━━━━━ INPUT ━━━━━
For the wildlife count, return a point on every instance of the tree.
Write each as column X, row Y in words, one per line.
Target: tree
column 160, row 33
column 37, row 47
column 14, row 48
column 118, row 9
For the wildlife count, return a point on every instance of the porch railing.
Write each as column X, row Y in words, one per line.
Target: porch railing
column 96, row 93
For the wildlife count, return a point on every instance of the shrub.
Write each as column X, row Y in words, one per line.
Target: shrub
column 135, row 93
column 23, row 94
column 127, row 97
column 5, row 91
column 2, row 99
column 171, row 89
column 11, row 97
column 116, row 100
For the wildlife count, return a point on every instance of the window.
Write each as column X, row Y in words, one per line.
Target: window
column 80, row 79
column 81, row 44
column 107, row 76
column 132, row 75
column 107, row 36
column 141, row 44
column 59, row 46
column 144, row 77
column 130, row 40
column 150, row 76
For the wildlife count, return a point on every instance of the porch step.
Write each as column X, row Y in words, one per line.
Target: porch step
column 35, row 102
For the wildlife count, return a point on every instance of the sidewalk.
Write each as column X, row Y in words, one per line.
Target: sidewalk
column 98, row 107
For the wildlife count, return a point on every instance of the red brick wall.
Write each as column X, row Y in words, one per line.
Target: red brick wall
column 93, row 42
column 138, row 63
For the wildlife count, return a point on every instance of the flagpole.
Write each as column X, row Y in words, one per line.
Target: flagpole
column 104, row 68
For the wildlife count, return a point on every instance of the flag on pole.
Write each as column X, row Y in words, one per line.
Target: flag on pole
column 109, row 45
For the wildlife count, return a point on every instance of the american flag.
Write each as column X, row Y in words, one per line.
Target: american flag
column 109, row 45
━━━━━
━━━━━ INPUT ━━━━━
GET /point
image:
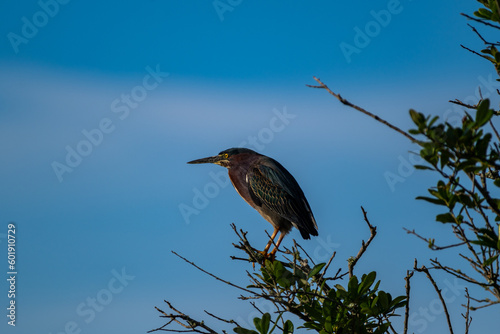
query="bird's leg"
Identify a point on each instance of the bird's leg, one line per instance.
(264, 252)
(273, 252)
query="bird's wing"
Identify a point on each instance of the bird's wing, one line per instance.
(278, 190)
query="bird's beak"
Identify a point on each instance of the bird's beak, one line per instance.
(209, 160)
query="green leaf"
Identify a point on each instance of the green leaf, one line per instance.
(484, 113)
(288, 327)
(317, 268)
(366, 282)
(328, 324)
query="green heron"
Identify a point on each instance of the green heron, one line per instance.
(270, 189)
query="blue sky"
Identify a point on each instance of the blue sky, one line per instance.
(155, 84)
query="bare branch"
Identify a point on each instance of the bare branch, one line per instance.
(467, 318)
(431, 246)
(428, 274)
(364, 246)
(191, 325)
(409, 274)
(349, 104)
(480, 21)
━━━━━
TASK OBJECTIVE:
Lines containing the word "query" are to be located in the entries and copied.

EXERCISE RESULT:
query="bird's leg"
query="bird's wing"
query="bird's beak"
query="green leaf"
query="green heron"
query="blue sky"
query="bare branch"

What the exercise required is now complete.